= Exercise objective =
Which lines in the records below contain the word "green"? Return every such line in full.

= Records provided =
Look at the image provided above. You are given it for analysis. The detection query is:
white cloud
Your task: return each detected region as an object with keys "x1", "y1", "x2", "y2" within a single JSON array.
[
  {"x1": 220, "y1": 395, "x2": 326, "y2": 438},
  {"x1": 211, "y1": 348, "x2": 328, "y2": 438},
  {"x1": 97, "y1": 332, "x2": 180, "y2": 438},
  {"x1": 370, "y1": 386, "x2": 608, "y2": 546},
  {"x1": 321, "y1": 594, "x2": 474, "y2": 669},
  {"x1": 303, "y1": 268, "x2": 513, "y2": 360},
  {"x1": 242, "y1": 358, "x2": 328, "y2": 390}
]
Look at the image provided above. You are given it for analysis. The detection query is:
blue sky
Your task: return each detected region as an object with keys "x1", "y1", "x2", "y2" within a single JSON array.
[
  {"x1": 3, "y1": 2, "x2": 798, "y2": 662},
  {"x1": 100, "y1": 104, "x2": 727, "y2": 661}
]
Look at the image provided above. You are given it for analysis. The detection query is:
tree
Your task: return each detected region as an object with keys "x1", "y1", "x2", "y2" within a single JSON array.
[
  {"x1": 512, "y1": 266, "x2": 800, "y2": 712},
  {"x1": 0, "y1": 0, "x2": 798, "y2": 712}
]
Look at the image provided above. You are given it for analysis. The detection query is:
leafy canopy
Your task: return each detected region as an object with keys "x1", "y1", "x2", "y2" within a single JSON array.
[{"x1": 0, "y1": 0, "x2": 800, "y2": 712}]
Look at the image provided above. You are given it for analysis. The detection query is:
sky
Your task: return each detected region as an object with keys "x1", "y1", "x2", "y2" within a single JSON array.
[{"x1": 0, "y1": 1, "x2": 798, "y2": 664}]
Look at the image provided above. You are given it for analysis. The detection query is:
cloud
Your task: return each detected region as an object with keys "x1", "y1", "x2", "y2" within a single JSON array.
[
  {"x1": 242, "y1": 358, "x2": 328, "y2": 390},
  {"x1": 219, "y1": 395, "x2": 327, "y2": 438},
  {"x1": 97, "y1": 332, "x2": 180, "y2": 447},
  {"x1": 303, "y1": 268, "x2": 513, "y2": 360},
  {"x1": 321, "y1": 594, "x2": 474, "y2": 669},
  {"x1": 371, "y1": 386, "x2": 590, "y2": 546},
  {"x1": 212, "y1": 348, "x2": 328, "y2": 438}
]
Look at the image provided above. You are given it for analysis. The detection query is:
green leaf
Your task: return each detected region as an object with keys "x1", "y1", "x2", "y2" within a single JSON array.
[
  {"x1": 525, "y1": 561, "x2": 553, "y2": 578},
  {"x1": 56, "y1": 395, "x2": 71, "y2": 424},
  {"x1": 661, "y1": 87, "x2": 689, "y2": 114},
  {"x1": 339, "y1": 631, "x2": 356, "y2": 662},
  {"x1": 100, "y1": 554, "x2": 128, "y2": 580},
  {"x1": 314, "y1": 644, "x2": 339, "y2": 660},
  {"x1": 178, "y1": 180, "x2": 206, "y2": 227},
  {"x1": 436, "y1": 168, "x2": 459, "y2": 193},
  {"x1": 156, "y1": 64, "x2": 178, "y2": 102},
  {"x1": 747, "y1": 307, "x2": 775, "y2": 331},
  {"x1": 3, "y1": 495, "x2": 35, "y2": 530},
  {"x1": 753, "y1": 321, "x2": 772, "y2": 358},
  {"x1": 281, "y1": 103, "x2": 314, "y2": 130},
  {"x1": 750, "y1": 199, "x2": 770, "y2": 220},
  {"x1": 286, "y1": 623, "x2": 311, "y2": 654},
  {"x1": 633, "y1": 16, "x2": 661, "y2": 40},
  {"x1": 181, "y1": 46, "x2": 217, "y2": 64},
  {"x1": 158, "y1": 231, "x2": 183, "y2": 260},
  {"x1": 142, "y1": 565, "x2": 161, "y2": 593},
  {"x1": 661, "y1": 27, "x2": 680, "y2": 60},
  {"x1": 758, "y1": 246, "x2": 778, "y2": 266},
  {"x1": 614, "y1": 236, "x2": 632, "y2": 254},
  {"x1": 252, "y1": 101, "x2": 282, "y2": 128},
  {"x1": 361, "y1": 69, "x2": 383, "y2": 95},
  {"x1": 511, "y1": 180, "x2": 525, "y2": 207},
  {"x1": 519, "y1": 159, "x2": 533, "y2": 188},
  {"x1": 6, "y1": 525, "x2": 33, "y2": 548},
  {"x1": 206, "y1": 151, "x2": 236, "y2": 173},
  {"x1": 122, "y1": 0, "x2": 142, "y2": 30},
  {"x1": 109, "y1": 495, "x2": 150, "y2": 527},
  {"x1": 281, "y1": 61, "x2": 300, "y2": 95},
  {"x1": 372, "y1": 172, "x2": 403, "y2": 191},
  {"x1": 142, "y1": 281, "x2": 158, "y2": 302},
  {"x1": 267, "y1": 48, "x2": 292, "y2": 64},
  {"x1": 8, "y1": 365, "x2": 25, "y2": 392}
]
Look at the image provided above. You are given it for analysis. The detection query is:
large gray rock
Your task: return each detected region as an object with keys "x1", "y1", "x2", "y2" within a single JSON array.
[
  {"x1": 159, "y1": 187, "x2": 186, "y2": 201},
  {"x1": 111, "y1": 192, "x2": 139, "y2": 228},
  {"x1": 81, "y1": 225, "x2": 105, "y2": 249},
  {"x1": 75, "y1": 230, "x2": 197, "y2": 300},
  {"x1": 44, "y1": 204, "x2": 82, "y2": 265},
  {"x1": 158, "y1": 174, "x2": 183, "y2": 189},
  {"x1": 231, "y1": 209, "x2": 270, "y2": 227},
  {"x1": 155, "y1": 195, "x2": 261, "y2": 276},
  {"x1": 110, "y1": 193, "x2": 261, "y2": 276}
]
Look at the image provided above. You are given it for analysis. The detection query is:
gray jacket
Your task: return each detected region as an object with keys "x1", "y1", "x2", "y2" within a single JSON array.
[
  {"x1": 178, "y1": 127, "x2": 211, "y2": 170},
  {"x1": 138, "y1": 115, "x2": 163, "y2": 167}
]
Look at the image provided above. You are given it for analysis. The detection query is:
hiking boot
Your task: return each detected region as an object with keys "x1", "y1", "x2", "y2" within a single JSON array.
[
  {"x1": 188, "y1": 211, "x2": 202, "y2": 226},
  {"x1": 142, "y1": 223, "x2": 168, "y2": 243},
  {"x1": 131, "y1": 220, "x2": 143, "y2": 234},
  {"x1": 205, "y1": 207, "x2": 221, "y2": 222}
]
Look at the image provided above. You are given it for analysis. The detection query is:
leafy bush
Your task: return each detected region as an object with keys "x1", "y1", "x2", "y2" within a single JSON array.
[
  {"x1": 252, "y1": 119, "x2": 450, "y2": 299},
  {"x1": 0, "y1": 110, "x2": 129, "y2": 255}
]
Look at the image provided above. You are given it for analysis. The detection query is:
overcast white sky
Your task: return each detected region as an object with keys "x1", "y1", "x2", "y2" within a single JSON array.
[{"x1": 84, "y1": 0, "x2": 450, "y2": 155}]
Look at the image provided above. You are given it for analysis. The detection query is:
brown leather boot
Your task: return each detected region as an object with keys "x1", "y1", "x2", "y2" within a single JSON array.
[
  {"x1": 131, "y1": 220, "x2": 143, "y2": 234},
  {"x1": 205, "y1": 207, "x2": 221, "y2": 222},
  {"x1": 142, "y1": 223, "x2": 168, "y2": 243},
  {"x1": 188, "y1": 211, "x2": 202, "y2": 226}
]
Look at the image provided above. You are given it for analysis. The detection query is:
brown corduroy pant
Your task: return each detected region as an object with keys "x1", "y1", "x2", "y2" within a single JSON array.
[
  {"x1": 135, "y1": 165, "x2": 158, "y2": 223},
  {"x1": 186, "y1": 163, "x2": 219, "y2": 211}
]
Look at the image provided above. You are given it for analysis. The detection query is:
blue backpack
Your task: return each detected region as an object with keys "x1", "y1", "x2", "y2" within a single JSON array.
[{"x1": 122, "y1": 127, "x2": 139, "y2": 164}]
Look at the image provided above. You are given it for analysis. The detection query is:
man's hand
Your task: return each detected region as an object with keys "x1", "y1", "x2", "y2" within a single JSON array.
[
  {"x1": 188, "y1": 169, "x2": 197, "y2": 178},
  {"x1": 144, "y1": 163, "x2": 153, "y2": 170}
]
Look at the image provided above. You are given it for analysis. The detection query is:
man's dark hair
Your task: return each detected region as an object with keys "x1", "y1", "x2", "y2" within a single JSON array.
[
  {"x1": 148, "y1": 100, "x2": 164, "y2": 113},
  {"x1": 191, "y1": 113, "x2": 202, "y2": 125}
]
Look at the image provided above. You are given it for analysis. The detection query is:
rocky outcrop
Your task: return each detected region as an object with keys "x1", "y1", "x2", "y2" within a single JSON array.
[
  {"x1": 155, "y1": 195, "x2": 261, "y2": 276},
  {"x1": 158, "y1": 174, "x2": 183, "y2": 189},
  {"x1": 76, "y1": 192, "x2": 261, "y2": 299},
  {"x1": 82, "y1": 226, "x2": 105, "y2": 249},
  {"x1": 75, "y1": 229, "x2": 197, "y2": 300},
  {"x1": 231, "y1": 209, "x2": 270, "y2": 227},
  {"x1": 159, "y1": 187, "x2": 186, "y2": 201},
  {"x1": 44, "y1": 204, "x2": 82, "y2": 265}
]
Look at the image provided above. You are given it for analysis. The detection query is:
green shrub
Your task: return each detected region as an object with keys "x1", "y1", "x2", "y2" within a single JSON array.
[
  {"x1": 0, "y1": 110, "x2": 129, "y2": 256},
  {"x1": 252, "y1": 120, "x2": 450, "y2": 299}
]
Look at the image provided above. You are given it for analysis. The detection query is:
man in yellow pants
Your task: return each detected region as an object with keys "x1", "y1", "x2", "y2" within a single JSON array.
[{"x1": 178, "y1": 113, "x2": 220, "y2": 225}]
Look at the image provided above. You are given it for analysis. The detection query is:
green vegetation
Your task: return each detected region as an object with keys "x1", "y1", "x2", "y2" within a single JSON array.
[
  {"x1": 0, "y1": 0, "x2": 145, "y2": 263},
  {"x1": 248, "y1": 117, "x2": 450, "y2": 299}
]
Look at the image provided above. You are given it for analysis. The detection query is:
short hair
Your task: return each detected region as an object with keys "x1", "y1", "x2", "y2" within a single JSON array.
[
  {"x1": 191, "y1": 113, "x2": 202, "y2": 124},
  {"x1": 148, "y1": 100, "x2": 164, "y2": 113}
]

= Finished exercise =
green leaf
green shrub
green vegetation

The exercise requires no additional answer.